_What is expected_
Print each line below verbatim, skipping every picture.

Source data:
Start of Block
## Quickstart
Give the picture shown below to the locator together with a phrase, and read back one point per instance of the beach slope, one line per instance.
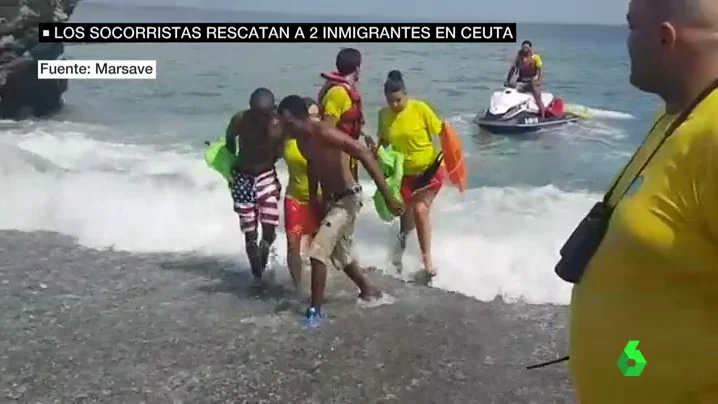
(80, 325)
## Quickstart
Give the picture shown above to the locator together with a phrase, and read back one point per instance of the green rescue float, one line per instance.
(219, 158)
(392, 163)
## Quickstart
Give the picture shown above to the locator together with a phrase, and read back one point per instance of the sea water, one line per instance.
(122, 166)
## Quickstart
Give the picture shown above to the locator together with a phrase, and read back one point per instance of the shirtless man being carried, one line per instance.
(255, 137)
(327, 151)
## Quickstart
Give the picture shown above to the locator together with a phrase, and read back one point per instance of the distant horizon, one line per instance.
(339, 17)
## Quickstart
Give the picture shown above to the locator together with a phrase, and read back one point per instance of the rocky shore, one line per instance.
(21, 93)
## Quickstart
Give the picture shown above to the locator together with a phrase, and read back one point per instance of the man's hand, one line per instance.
(395, 206)
(370, 143)
(319, 208)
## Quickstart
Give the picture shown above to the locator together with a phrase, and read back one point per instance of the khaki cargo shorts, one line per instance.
(332, 244)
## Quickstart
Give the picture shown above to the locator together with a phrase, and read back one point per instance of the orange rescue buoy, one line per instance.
(454, 157)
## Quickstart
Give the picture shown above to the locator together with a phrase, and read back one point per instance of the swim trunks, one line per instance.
(299, 218)
(414, 183)
(256, 199)
(333, 242)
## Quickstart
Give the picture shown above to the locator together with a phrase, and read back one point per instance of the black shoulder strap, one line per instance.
(671, 129)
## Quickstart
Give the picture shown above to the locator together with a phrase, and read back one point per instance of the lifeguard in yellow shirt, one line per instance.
(301, 219)
(340, 98)
(408, 125)
(654, 276)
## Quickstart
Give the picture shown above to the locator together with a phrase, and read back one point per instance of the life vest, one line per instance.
(352, 121)
(527, 66)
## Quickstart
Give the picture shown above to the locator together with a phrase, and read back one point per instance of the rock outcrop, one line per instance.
(21, 93)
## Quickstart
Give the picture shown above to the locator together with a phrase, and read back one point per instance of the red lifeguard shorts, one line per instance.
(299, 218)
(410, 184)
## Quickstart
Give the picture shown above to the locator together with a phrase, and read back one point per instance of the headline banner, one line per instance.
(276, 32)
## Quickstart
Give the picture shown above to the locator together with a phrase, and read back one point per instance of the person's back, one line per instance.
End of Block
_Solution for this problem_
## Quickstart
Give the picture shown below to the locator together with a phrase, and read back one point per instance of the beach slope, one line per instance.
(80, 325)
## Quickstart
Give the picture shown above to the locator together with a phrase, and read back one point per instance of the green rescue float, one line per instance.
(219, 158)
(392, 163)
## Quickstart
Give the picture shown above to the locator together with a phrase, and read back one point per instance of the sea water, one line per instance.
(122, 166)
## Quickstart
Give the picture shown above to the locator together with a phrase, and read back one point per instance of the shirtless man being carried, one line per instance.
(255, 137)
(327, 151)
## Quickstart
Give the picture shown above to the locator together with a phrase, and read back one point per instance of the distant horizon, one line per instance.
(339, 17)
## Quickstart
Give the picture shown above to the locator together with a phrase, and read back one point per instance of the rocky shore, one line per instance.
(21, 93)
## Quickstart
Give the picture shown above to the locator together with a phrase, and read back one point per instance of the man's hand, one line per instance.
(395, 206)
(370, 143)
(319, 208)
## Quickstart
Give the picture shown above to the locator together with a phrase, and read back one point per instance of the khaki cargo shorts, one line per instance.
(332, 244)
## Quickstart
Give the picture shown above to the locator together with a phrase, and read back one point per instance of the orange rescue buoy, one line per instance.
(454, 157)
## Quickstart
Give the picture shown above to the locator together with a phrase, and read back one point per instance of the swim trunks, one line per instance.
(299, 218)
(414, 183)
(256, 199)
(333, 242)
## Quickstart
Give the picture shown above to the locator together with a phrase, and read back one point per instance of the black shoulder strap, one line per instance.
(671, 129)
## Quickstart
Give the picture shown above to the locator together with a phrase, and read back one point per instance of the lifeguard in yellow shirt, one line per instance.
(301, 219)
(340, 98)
(408, 125)
(654, 276)
## Quickstart
Give the picture shown above to the locator together with a phrase, and read back one point per instance of the life vest, one line per instance.
(352, 121)
(527, 66)
## Quickstart
Give the picture shown above to the locator together with a phrase, and read back one point per instance of the rock outcrop, one line per instance.
(21, 93)
## Quickstart
Give the picture shown above to the locator together with a phrase, and read back one point per instance of the red lifeguard shorts, one line per instance.
(299, 218)
(410, 184)
## Quickstart
Give the picture shown above to the locator together with a phrase, and read back one point per instance of the headline banner, one line per instance.
(276, 32)
## Quickstart
Give the picture shown above to the locator together with a phrase, and read back one point per instance of the person's back, one line per instance.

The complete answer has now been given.